◆ **Short exercise**: Can you print the entries below word for word, from the line containing "tag=speckled countertop action=locate" through the line containing "[337,402,613,480]", both lines included, and nothing else?

◆ **Given data**:
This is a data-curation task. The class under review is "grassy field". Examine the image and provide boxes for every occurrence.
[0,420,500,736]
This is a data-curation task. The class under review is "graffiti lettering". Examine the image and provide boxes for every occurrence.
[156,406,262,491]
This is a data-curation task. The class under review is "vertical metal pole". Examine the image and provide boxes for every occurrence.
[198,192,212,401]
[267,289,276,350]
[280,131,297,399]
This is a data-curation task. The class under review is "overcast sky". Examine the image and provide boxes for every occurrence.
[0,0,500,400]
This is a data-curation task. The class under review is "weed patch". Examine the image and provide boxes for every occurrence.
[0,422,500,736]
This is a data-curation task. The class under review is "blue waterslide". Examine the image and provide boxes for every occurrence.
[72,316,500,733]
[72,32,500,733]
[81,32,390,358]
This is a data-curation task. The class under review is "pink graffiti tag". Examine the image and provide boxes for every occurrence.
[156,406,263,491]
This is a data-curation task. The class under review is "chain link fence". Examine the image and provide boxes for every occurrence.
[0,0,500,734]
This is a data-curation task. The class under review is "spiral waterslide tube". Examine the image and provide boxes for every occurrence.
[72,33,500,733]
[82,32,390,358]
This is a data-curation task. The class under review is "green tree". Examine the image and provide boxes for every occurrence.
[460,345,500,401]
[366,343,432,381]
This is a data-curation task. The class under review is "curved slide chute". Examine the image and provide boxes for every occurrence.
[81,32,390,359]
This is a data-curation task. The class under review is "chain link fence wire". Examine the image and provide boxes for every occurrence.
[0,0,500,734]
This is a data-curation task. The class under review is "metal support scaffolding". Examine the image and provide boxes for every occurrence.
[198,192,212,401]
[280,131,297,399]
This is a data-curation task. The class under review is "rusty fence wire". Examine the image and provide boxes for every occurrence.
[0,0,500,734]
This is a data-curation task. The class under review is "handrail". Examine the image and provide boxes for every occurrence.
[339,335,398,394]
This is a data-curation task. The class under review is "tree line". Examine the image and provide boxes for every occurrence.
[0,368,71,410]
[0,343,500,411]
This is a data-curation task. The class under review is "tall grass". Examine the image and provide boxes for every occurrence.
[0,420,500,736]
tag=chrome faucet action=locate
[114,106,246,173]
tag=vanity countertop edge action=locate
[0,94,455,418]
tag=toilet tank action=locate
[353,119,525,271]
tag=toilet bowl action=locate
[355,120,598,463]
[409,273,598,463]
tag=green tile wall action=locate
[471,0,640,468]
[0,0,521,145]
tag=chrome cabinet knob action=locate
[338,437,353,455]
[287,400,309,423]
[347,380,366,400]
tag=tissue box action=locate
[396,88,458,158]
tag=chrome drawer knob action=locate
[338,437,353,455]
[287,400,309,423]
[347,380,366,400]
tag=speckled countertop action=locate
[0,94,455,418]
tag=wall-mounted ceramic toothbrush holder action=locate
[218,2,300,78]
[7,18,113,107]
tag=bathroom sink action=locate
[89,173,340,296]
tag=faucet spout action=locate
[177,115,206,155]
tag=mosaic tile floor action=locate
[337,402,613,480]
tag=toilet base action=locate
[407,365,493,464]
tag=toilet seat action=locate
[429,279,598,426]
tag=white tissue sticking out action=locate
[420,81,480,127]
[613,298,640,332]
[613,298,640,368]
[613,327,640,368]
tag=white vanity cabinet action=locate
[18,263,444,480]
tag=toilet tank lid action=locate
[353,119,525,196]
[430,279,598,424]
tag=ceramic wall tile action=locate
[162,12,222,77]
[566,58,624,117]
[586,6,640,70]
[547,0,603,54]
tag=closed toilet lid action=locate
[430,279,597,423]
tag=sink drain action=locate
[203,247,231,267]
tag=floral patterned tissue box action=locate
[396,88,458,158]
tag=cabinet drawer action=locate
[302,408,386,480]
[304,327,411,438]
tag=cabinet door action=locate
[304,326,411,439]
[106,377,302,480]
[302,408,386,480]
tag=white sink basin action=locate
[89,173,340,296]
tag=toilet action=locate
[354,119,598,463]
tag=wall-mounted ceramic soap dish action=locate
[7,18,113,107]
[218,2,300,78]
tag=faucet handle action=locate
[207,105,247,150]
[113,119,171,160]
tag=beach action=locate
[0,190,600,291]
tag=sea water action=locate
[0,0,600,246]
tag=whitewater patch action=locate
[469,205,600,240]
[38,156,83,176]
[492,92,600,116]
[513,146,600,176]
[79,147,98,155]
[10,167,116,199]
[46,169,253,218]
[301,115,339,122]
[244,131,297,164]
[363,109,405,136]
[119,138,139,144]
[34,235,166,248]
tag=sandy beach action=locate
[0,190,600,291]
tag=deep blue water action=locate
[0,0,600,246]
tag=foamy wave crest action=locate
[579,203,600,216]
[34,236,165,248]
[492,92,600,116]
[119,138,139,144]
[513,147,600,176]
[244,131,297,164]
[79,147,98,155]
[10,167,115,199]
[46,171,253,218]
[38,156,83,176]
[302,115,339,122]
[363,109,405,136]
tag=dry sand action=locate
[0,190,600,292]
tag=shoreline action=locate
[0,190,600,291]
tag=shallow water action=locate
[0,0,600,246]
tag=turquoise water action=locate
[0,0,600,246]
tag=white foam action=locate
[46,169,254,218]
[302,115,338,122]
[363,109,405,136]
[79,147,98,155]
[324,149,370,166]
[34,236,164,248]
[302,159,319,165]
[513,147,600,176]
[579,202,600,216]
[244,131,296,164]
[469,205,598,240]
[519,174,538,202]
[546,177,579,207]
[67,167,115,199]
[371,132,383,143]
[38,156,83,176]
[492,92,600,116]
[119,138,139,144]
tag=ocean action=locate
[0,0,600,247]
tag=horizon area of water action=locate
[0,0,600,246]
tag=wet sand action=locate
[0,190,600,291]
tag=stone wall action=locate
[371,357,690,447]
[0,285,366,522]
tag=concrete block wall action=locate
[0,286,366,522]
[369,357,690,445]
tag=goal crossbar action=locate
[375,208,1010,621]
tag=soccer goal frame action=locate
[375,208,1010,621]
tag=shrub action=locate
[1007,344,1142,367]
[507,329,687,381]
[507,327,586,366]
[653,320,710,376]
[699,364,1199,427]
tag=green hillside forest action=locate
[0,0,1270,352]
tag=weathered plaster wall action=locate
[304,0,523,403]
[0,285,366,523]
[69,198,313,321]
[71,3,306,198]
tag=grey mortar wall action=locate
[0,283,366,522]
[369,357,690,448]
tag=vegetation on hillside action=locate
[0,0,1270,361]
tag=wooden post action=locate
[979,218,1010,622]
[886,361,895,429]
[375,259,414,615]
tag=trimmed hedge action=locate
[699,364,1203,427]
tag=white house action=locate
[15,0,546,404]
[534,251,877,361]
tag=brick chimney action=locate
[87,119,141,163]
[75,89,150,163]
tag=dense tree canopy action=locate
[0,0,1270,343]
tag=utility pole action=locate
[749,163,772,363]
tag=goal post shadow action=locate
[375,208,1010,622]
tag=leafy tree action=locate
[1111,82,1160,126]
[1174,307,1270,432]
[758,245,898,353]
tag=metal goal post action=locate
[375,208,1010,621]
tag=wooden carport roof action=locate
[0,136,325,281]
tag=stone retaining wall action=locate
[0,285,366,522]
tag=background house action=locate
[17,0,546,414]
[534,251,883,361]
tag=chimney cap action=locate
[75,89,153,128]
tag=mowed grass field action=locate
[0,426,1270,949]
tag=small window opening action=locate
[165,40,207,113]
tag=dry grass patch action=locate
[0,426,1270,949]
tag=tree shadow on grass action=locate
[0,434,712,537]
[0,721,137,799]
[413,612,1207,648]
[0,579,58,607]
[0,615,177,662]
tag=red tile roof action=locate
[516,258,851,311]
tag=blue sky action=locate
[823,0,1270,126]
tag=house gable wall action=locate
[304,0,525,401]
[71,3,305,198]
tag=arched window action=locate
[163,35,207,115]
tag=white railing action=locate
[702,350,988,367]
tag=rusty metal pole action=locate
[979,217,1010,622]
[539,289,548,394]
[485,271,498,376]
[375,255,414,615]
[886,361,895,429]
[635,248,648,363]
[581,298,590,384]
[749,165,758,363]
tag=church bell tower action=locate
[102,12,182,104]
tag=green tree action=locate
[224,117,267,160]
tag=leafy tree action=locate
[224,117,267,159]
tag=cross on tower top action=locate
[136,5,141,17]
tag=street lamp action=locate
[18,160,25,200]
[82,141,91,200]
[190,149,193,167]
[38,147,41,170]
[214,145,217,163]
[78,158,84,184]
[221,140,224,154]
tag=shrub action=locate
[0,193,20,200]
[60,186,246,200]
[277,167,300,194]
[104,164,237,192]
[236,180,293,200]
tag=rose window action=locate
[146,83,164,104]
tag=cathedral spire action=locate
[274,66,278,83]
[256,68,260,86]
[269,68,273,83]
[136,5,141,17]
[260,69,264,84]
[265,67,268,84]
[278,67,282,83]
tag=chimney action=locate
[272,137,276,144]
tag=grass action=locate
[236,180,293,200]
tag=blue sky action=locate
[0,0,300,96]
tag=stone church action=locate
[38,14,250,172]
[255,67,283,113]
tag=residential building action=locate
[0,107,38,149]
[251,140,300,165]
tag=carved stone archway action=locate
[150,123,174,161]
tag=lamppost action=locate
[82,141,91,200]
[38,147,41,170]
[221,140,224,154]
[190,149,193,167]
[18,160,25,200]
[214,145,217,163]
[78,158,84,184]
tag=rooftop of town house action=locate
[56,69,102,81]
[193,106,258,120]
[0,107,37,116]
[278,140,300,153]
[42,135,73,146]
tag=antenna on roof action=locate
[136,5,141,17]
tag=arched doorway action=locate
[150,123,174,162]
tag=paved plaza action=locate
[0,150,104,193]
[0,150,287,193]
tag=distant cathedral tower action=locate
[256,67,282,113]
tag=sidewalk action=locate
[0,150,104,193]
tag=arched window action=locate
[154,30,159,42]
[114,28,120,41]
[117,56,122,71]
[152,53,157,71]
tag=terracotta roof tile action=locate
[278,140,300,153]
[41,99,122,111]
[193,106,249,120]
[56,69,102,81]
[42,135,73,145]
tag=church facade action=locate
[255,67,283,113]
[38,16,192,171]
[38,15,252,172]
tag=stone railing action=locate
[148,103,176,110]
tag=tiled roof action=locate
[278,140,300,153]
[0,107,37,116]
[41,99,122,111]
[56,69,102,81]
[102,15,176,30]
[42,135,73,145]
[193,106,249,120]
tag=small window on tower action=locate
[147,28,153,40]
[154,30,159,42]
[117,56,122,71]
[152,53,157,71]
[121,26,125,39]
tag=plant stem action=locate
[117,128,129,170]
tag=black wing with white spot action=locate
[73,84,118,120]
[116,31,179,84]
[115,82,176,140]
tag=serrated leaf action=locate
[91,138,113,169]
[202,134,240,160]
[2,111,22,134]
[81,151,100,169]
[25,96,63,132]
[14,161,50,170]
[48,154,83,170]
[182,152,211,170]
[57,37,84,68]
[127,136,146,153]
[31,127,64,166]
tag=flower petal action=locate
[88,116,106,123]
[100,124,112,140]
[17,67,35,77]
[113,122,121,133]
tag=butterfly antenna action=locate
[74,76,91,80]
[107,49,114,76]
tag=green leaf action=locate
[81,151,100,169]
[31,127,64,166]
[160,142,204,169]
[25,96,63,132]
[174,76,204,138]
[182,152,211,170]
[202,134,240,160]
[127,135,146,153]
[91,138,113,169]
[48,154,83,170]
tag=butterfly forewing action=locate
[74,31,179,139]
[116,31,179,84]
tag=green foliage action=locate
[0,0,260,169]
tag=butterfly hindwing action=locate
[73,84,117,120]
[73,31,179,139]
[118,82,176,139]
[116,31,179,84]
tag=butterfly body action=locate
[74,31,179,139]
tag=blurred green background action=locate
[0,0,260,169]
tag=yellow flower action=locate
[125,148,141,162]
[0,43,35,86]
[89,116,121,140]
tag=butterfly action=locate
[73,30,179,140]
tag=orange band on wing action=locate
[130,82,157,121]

◆ **Result for this task**:
tag=speckled countertop action=locate
[0,94,455,418]
tag=wall-mounted ceramic toothbrush holder action=locate
[218,2,300,78]
[7,18,113,107]
tag=bathroom sink action=locate
[89,173,340,296]
tag=faucet spout action=locate
[177,115,206,155]
tag=mosaic tile floor action=locate
[337,402,613,480]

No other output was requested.